Waldbegehung in Weil der Stadt
© Weil der Stadt

Waldbegehung: „Was passiert in unserm Wald?“

Mithilfe eines Waldbegangs oder auch einer Waldbegehung können Kommunen den Bürgerinnen und Bürgern die aktuelle Situation im Wald verdeutlichen, auf Probleme hinweisen und um die aktive Mithilfe aller werben, um den Wald zu schützen. Olaf Späth, städtischer Förster in Weil der Stadt berichtet.

Bei herrlichem Spätsommerwetter treffen sich rund 30 interessierte Bürgerinnen und Bürger, um an einem öffentlichen Waldbegang im Distrikt Steckental in Weil der Stadt teilzunehmen. Die Veranstaltung, zu der auch die Stadträtinnen und Stadträte eingeladen waren, bot den Bürgerinnen und Bürgern eine einmalige Gelegenheit, tiefe Einblicke in die forstwirtschaftlichen Aktivitäten der Stadt und die damit verbundenen Herausforderungen zu erhalten sowie einiges Hintergrundwissen zum Zustand des Waldes generell zu erfahren.

Förster leitet die Waldbegehung
Förster Olaf Späth leitet die Waldbegehung

Waldbegehung als Chance Bürgerinnen und Bürgern, Gemeinderätinnen und Gemeinderäten Zusammenhänge im Wald zu erklären

Die Rathausspitze – vertreten durch Bürgermeister Christian Walter und Beigeordneten Jürgen Katz – begrüßten zusammen mit dem städtischen Forstrevierleiter Olaf Späth die Teilnehmenden am Treffpunkt bei den Angelseen. Späth betonte die Bedeutung solcher Veranstaltungen: „Es ist für mich als Förster eine gute Gelegenheit, direkt mit den Bürgerinnen und Bürgern sowie Stadträtinnen und Stadträten über unsere Arbeit im Wald und die damit verbundenen Probleme, insbesondere im Zusammenhang mit dem Klimawandel, zu sprechen.“ Er fügte hinzu, dass der Fokus des Spaziergangs darauf liegen würde, nicht nur die gut gepflegten Mischwälder zu präsentieren, sondern vor allem auch auf problematische Bereiche hinzuweisen.

####

Bitte schreiben Sie aus dem Text zur Waldbegehung alles von „Waldbegehung als Chance“ bis hinunter zu „problematische Bereiche hinzuweisen.“ wörtlich ab.

**Angezeigte Informationen:**
####

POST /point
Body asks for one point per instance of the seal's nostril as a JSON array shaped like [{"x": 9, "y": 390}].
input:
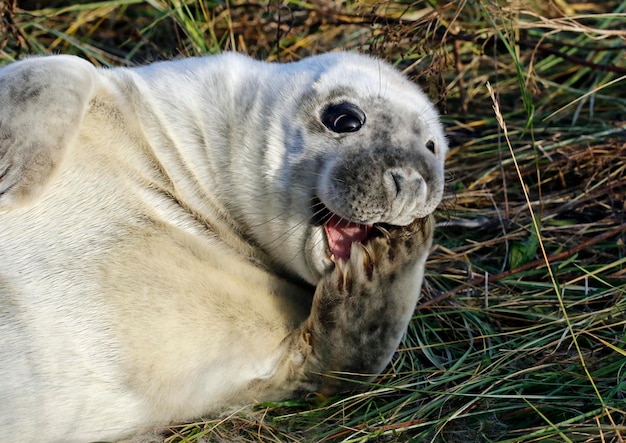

####

**Ergebnis der Übung:**
Waldbegehung als Chance Bürgerinnen und Bürgern, Gemeinderätinnen und Gemeinderäten Zusammenhänge im Wald zu erklären

Die Rathausspitze – vertreten durch Bürgermeister Christian Walter und Beigeordneten Jürgen Katz – begrüßten zusammen mit dem städtischen Forstrevierleiter Olaf Späth die Teilnehmenden am Treffpunkt bei den Angelseen. Späth betonte die Bedeutung solcher Veranstaltungen: „Es ist für mich als Förster eine gute Gelegenheit, direkt mit den Bürgerinnen und Bürgern sowie Stadträtinnen und Stadträten über unsere Arbeit im Wald und die damit verbundenen Probleme, insbesondere im Zusammenhang mit dem Klimawandel, zu sprechen.“ Er fügte hinzu, dass der Fokus des Spaziergangs darauf liegen würde, nicht nur die gut gepflegten Mischwälder zu präsentieren, sondern vor allem auch auf problematische Bereiche hinzuweisen.